DOCUMENT EXCERPT:
+ + + + + + +

# Chaotic Dubai builds up...as oil dries up



## samsonyuen (Sep 23, 2003)

Maybe Abu Dhabi isn't as eager to capitalize because it doesn't have to worry about oil running out.


----------



## Newcastle Guy (Jul 8, 2005)

lotrfan55345 said:


> Damn... I hope they don't end up like LONDON!
> lol


Other way round mate. Other way round.


----------



## Tom_Green (Sep 4, 2004)

A comparison to show that Dubai don`t have too many skyscrapers.

Dubai:
Population: 1,2 million
skyscrapers: 174

Frankfurt
Population: 0,7 million
skyscrapers: 283


----------



## dubaiflo (Jan 3, 2005)

wickedestcity said:


> i dont see the demand = the supply in dubai



right because demand >> supply in Dubai.


that is why they are building.

can u image a city without demand for res or off space where they have to set a 15% rents rise per year cap, so that it won't get too expensive for the population which would be unhealthy for growth?


----------



## staff (Oct 23, 2004)

Tom_Green said:


> A comparison to show that Dubai don`t have too many skyscrapers.
> 
> Dubai:
> Population: 1,2 million
> ...


Frankfurt is in a metro area of 5-6 million, and most of Dubai's 1,2 million population are foreign (underpaid) workers (?)...


----------



## Tom_Green (Sep 4, 2004)

staff said:


> Frankfurt is in a metro area of 5-6 million, and most of Dubai's 1,2 million population are foreign (underpaid) workers (?)...

+ + + + + + +

RECORDS:
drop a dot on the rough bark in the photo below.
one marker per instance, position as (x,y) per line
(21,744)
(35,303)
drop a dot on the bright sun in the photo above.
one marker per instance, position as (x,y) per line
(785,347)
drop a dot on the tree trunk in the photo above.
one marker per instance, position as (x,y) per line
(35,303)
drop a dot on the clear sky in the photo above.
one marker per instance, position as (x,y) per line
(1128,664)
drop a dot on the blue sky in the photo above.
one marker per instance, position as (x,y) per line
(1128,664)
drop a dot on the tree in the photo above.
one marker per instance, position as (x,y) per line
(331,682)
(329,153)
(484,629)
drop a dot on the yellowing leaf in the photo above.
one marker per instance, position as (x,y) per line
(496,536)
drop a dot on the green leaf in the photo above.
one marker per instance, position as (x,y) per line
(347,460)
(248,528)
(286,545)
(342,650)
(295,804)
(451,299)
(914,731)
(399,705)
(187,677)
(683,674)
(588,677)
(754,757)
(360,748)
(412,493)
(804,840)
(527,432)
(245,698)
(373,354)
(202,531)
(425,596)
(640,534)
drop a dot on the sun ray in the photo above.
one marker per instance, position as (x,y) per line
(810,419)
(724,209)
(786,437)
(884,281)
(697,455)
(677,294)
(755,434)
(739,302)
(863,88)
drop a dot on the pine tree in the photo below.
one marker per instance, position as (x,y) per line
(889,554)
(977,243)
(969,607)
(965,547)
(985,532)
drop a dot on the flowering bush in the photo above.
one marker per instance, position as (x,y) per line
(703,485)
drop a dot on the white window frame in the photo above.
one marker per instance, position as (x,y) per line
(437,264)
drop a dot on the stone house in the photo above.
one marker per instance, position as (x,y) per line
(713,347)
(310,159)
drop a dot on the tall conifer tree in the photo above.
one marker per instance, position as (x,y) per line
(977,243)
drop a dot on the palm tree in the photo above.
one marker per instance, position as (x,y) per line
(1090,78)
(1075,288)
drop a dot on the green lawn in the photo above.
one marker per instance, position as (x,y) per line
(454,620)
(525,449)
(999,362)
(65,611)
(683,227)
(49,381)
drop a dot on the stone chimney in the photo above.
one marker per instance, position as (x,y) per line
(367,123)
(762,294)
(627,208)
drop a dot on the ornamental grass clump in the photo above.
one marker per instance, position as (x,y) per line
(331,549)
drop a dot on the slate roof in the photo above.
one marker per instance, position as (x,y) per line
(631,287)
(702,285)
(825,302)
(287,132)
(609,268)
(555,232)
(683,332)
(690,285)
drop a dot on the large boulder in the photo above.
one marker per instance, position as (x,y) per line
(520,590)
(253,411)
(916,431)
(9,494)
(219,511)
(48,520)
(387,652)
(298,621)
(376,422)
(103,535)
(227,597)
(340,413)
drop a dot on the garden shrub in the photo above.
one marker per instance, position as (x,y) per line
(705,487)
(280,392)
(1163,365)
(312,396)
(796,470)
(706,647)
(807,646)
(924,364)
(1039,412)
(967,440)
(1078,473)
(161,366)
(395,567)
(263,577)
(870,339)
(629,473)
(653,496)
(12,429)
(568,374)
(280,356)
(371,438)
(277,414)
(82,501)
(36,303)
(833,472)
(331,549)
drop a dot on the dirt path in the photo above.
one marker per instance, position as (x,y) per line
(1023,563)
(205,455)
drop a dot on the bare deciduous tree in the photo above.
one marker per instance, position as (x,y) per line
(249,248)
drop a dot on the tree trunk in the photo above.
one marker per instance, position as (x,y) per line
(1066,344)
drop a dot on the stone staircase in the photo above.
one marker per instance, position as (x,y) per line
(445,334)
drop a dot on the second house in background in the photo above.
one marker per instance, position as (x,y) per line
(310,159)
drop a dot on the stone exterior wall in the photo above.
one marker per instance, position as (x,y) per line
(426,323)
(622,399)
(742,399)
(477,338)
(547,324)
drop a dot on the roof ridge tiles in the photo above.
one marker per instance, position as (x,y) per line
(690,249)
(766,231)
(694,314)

+ + + + + + +

WHAT THE TASK ASKS:
In the forum thread on Dubai, what annual limit on rent increases does dubaiflo mention? The entries play no part in what comes next.

SOLUTION TO THE PROBLEM:
A cap of 15% per year.